▶ _本文_:
————————
自動車関係諸税における取得・保有税と走行距離課税の水準に関する研究

Research Project

Project/Area Number 17K03710
Research InstitutionKeio University

Principal Investigator

田邉 勝巳  慶應義塾大学, 商学部(三田), 教授 (90438995)

Project Period (FY) 2017-04-01 – 2020-03-31
Keywords自動車関係諸税 / 走行距離課金 / 外部不経済
Outline of Annual Research Achievements

本研究の目的は、日本における自動車関係諸税が適切な水準かを検証するものである。自動車関係諸税は需要量(走行距離)に応じた従量税である揮発油税・軽油引取税と、取得や保有といった需要量に無関係に一定額を支払う固定税である自動車税・自動車重量税などに区分される。
本年度は昨年度に引き続き、自動車関係諸税に関連する様々な理論研究・実証研究の論文サーベイを行った。具体的には自動車取得税を考察するために、自動車市場と燃費規制との関係に焦点を当てた実証研究、中古市場が自動車の燃費規制に与える影響を分析した研究などである。これらに加えて、対距離課金に関連する実証研究や諸外国の政策動向に加えて、日本における燃費規制やエコカー減税、エコカー補助金の経緯や電気自動車の動向についても調査を行った。
論文サーベイに並行して、本研究の実証分析の1つに用いるデータベースの調査、構築を行った。日本自動車販売協会連合会が紙媒体でのみ提供する『新車登録台数年報』では普通車の都道府県別、車種(通称名)別の販売台数が分かる。これに加えて、各車種の価格、性能などの情報を各社のホームページ等から入手し、分析しやすい形でデータベース化を行った。先行研究にならい、同質的な集計ロジットを用いて日本における普通自動車の需要関数を推定した。アウトサイドグッズは都道府県人口とし、説明変数は自動車のカタログ価格、車格、重量当たり馬力、排気量、燃費などである。対象期間は2014年から2016年の3年間である。なお、軽自動車は全国での車種別の販売台数のみ入手できたため、本分析では除外している。価格は内生変数であり、適切な操作変数を用いることで、負に有意な係数を得ている。これにより、自動車取得税の増減による都道府県ごとの税収、消費者余剰の変化をシミュレーションすることが可能になる。

Current Status of Research Progress
Current Status of Research Progress

3: Progress in research has been slightly delayed.

Reason

本研究は日本における自動車関係諸税の税水準や税体系がどの程度、適切な水準にあるのかを実証的に分析するものである。自動車関係諸税は大きく、取得段階の税、保有・走行段階の税に分かれるため、両者を分析することが必要である。
初年度において、対距離課税に関連する実証論文を中心に、既存研究の整理を一定程度、終えており、また本年度において自動車市場に関連するトピックスを幅広く収集、得られた知見を整理した。特に燃費規制や取得段階における税の控除、補助金などが消費者行動に大きな影響を与えており、税水準・税体系を考える上で重要な要素であることを再確認した。しかしながら、研究目的(概要)に記載した、個票データを用いた離散・連続モデル、及びそれを動学的に拡張したモデルに関する研究などを体系的に整理し、実証分析を行う段階には達していないのが現状である。
————————
▶ _元データ_:
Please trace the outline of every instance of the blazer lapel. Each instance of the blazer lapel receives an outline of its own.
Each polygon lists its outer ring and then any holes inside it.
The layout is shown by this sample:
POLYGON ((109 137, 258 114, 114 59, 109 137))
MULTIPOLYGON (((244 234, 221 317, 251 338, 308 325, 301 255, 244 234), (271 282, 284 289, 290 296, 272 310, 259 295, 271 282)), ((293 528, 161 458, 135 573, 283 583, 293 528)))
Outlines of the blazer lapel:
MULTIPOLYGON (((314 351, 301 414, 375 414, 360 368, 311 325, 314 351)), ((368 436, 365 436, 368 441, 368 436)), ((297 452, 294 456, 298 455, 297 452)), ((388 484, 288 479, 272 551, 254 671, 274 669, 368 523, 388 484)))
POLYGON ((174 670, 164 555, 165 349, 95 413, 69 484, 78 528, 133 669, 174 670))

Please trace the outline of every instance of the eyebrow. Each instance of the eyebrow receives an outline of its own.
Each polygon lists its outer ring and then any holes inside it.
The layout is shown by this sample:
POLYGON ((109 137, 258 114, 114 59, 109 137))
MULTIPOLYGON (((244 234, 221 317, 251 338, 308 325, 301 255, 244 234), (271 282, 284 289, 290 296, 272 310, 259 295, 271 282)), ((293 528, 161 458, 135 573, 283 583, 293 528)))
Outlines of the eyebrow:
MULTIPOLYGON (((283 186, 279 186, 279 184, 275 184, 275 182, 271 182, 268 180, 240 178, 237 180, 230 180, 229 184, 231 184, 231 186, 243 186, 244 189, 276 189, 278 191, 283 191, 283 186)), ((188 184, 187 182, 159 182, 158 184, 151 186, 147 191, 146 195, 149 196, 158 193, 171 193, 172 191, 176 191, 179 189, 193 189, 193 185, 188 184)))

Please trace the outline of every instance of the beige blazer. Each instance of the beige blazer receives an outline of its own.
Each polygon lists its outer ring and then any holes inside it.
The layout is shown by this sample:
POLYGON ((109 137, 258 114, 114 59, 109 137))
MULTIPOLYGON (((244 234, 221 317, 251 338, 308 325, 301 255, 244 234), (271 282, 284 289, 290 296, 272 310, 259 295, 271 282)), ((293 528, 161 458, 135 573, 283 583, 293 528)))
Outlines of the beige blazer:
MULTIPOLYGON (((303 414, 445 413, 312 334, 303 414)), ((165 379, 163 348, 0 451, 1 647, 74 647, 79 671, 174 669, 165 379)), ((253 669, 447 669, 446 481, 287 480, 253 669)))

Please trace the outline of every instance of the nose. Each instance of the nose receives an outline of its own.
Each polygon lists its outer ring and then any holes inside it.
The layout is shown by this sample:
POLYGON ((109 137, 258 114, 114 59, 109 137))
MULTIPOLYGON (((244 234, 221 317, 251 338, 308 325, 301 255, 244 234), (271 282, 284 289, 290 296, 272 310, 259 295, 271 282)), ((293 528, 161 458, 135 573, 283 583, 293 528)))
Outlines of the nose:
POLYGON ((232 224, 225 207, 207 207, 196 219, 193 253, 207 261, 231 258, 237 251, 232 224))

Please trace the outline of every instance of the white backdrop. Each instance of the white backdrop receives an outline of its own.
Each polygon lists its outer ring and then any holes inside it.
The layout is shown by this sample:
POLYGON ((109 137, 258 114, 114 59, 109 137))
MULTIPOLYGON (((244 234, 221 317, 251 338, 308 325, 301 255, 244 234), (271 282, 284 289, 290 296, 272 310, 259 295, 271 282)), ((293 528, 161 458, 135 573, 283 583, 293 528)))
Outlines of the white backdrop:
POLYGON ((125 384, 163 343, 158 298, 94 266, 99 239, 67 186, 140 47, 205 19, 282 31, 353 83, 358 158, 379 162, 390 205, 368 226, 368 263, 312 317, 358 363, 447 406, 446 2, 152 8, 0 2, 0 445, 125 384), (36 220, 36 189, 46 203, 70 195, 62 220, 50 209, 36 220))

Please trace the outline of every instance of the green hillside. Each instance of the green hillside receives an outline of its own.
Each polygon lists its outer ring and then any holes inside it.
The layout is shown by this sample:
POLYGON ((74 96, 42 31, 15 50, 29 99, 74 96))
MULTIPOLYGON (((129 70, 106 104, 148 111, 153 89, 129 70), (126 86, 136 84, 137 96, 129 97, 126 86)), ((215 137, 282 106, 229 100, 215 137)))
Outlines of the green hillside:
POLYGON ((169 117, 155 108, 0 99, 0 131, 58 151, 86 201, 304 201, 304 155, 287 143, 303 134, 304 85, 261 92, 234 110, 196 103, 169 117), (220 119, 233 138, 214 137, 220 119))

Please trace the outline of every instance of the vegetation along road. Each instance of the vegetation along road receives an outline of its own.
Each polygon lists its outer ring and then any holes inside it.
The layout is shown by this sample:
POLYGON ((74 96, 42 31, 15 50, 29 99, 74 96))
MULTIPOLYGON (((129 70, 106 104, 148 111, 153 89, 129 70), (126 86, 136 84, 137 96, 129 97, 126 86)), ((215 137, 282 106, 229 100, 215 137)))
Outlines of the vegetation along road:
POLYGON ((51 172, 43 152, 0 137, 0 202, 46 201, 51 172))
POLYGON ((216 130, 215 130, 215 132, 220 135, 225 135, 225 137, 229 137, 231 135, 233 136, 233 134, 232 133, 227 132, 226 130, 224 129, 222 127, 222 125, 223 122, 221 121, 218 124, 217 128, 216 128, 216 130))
————————
▶ _課題一覧_:
1. 本文では、普通自動車の需要関数の推定から軽自動車が外されている。その理由を1〜3文で説明すること。
2. 本文によると、普通自動車の需要関数を推定した分析の対象期間はいつか。
エントリーは本文とは無関係である。

▶ _解答一覧_:
1. 軽自動車については、全国での車種別の販売台数しか入手できなかったためである。

2. 2014年から2016年までの3年間である。